_EXTRAHIERTER TEXT_.
************

Kolumne von NAOMI KLEIN *

AM 6. April dieses Jahres ließ Paul Wolfowitz die Katze aus dem Sack: Für die Vereinten Nationen, meinte der stellvertretende US-Verteidigungsminister, habe man bei der Bildung einer Interimsregierung im Irak keine Rolle vorgesehen. Und das jetzige, von den USA betriebene Regime werde mindestens noch sechs Monate installiert bleiben, „wahrscheinlich noch länger“.

Zu dem Zeitpunkt, da die Iraker eine Regierung wählen können, wird die Besatzungsmacht also bereits die wichtigsten wirtschaftlichen Entscheidungen über die Zukunft ihres Landes getroffen haben. „Vom ersten Tag an muss es eine effektive Verwaltung geben“, meinte Wolfowitz. „Die Menschen brauchen Wasser und Nahrungsmittel und Medikamente, das Abwassersystem muss funktionieren, ebenso die Stromversorgung. All das liegt in der Verantwortung der Koalition.“

Das Bemühen, die gesamte Infrastruktur wieder funktionsfähig zu machen, bezeichnet man gemeinhin als „Wiederaufbau“. Aber die US-amerikanischen Pläne für die wirtschaftliche Zukunft des Irak gehen weit darüber hinaus. Das Land wird wie eine Art Tabula rasa behandelt, auf der die Vorkämpfer des Neoliberalismus, die in Washington regieren, die Wirtschaft ihrer Träume errichten können: eine vollständig privatisierte, vom Auslandskapital beherrschte Volkswirtschaft, in der sich gute Geschäfte machen lassen.

Die ersten Verträge sind unter Dach und Fach. Der Auftrag zum Betreiben des Hafens von Umm Kasr ging an das US-Unternehmen Stevedoring Services. Die Agency for International Development hat die US-amerikanischen Multis aufgefordert, sich um alle anfallenden Aufträge zu bewerben, vom Wiederaufbau von Straßen und Brükken bis zum Druck von Schulbüchern. Über kurz oder lang dürften solche Verträge in langfristige Vereinbarungen über privatisierte Wasserwerke, Fernstraßen, Telefondienste münden. Wann wird der Wiederaufbau in eine verkappte Privatisierung umkippen?

Darrell Issa, ein republikanischer Abgeordneter des US-Repräsentantenhauses aus Kalifornien, hat einen Gesetzentwurf eingebracht, der das US-Verteidigungsministerium dazu verpflichten soll, im Nachkriegsirak ein Mobiltelefonsystem aufzubauen, das auf der CDMA-Technologie basiert, damit die „US-amerikanischen Patentinhaber“ davon profitieren. Wie Farhad Manjoo in der online-Zeitschrift Salon (www.salon.com) vermerkt, ist diese Technologie der „dritten Generation“ in den Vereinigten Staaten, aber nicht in Europa im Gebrauch und wurde von dem Unternehmen Qualcomm entwikkelt, das zu den großzügigsten Wahlkampfspendern des Abgeordneten gehört.

************

_QUELLDATEN_.

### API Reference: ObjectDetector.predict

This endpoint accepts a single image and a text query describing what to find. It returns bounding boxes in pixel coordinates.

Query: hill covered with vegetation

************

_AUFGABE 1_.
Welches US-Unternehmen erhielt laut der Kolumne über den Irak den Auftrag, den Hafen von Umm Kasr zu betreiben?
_AUFGABE 2_.
Gib einen Abschnitt der Kolumne über den Irak wortgetreu wieder: Setze bei den Worten „Darrell Issa, ein“ ein und höre nach „des Abgeordneten gehört.“ auf.
_AUFGABE 3_.
Schreibe die Kolumne über den Irak im Anschluss an ihren letzten Satz weiter.

_RICHTIGE ANTWORT 1_.
Stevedoring Services

_RICHTIGE ANTWORT 2_.
Darrell Issa, ein republikanischer Abgeordneter des US-Repräsentantenhauses aus Kalifornien, hat einen Gesetzentwurf eingebracht, der das US-Verteidigungsministerium dazu verpflichten soll, im Nachkriegsirak ein Mobiltelefonsystem aufzubauen, das auf der CDMA-Technologie basiert, damit die „US-amerikanischen Patentinhaber“ davon profitieren. Wie Farhad Manjoo in der online-Zeitschrift Salon (www.salon.com) vermerkt, ist diese Technologie der „dritten Generation“ in den Vereinigten Staaten, aber nicht in Europa im Gebrauch und wurde von dem Unternehmen Qualcomm entwikkelt, das zu den großzügigsten Wahlkampfspendern des Abgeordneten gehört.

_RICHTIGE ANTWORT 3_.
Und dann ist da noch das Öl. Die Bush-Administration weiß natürlich, dass sie nicht offen davon reden kann, die Ölvorkommen des Irak an Exxon Mobil und Shell zu verkaufen. Das überlässt sie Leuten wie Fadhil Tschalabi, der früher einmal im irakischen Ölministerium arbeitete. „Wir müssen Riesenmengen Geld ins Land bringen“, meint Tschalabi, „Das geht nur, wenn wir die Ölindustrie teilweise privatisieren.“

Tschalabi gehört zu einer Gruppe irakischer Exilpolitiker, die dem US-Außenministerium als Berater dienen und sich Gedanken machen, wie man die Privatisierung so durchziehen kann, dass sie nicht als Initiative der USA erscheint. Zu diesem Zweck hat die Gruppe auf einer Konferenz Anfang April in London den Irak aufgefordert, seinen Ölsektor nach dem Krieg für die Ölmultis zu öffnen. Als Zeichen ihrer Dankbarkeit hat die Bush-Administration versprochen, dass für die irakischen Exilpolitiker in der Interimsregierung eine Menge Posten abfallen werden.

Manche Leute warnen vor der allzu simplen Ansicht, bei diesem Krieg sei es nur um das Öl gegangen. Diese Leute haben Recht. Es geht nämlich um Öl und um Wasser, um Straßen und Eisenbahnlinien, um Telefonnetze, Hafenanlagen und Drogen.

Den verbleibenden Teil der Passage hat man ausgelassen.